═════ TEXT SECTION ═════
Nick Flowers, former Stevenson University football player, passed away from sun-related melanoma in November, 2016 at the age of 24. On Nov. 11, 2017, Stevenson University honored Flowers by installing five sunscreen dispensers in Mustang Stadium. His mother, Vicki Flowers, partnered with a nonprofit organization, Kelly’s Dream, to fund four of the five sunscreen dispensers. The dispenser’s manufacturer, Bright Guard, donated the fifth dispenser for placement in the football locker room.
Flowers was a kid with big dreams, goals, and plans. “Nick had passion for the game. You could see it in his eyes, day in and day out, on the football field,”said Ed Hottle, head football coach at Stevenson University.
═════
:: QUESTIONS ON THE MATERIAL ::
[A] Summarize the Nick Flowers passage in two sentences.
[B] Reproduce everything in the Nick Flowers passage from "Nick Flowers, former" down to "football locker room.".
[C] Answer these questions from the Nick Flowers passage:
(i) What position does Ed Hottle hold?
(ii) Which nonprofit organization did Vicki Flowers partner with?
(iii) On what date were the sunscreen dispensers installed?
The records that come next have no connection to the text above.
═════ DATA EXTRACT ═════
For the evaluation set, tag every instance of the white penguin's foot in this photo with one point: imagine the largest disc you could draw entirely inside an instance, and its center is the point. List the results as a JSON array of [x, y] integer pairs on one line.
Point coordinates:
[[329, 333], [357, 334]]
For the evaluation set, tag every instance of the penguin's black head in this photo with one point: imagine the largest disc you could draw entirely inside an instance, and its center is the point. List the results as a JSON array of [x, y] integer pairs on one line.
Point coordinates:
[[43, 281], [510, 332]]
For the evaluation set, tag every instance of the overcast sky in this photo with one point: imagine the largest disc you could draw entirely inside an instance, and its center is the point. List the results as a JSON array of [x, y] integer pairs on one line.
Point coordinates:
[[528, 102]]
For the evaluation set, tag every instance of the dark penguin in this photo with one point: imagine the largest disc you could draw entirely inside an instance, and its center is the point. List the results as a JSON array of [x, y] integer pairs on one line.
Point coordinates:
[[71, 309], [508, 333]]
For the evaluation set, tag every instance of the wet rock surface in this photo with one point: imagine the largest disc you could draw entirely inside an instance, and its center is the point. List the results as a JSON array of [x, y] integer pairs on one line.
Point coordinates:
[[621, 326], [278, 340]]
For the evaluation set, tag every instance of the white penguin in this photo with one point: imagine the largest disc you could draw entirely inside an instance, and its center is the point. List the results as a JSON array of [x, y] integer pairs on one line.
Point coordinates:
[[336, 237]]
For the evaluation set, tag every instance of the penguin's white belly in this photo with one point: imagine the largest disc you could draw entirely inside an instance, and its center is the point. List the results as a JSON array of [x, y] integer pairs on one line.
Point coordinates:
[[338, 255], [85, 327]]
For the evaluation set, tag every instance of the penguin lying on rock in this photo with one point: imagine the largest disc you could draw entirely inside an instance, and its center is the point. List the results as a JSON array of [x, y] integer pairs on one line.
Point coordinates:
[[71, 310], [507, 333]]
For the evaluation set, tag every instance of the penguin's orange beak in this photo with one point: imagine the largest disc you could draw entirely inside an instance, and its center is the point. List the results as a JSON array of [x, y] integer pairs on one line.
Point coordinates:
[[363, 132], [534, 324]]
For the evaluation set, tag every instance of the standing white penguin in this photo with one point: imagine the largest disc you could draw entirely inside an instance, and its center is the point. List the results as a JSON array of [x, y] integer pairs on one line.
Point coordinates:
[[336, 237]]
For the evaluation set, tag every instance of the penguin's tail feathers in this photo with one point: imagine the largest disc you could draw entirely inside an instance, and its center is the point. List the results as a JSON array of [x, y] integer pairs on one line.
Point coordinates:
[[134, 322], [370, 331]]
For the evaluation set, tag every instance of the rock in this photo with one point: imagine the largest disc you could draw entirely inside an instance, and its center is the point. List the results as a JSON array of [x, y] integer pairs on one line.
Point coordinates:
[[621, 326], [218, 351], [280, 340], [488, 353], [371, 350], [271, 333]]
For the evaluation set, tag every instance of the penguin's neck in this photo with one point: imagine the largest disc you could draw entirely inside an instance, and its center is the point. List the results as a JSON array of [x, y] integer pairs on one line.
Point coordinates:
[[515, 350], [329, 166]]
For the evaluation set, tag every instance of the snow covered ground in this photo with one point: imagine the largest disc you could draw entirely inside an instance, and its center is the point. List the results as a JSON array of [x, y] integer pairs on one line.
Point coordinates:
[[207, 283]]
═════
:: RESULTS FOR THE EXERCISE ::
[A] Nick Flowers, a former Stevenson University football player, died of sun-related melanoma in November 2016 at age 24. On Nov. 11, 2017, the university honored him by installing five sunscreen dispensers in Mustang Stadium: four were funded through his mother, Vicki Flowers, and the nonprofit Kelly's Dream, and the fifth was donated by the manufacturer, Bright Guard, for the football locker room.

[B]
Nick Flowers, former Stevenson University football player, passed away from sun-related melanoma in November, 2016 at the age of 24. On Nov. 11, 2017, Stevenson University honored Flowers by installing five sunscreen dispensers in Mustang Stadium. His mother, Vicki Flowers, partnered with a nonprofit organization, Kelly’s Dream, to fund four of the five sunscreen dispensers. The dispenser’s manufacturer, Bright Guard, donated the fifth dispenser for placement in the football locker room.

[C]
(i) Head football coach at Stevenson University
(ii) Kelly's Dream
(iii) Nov. 11, 2017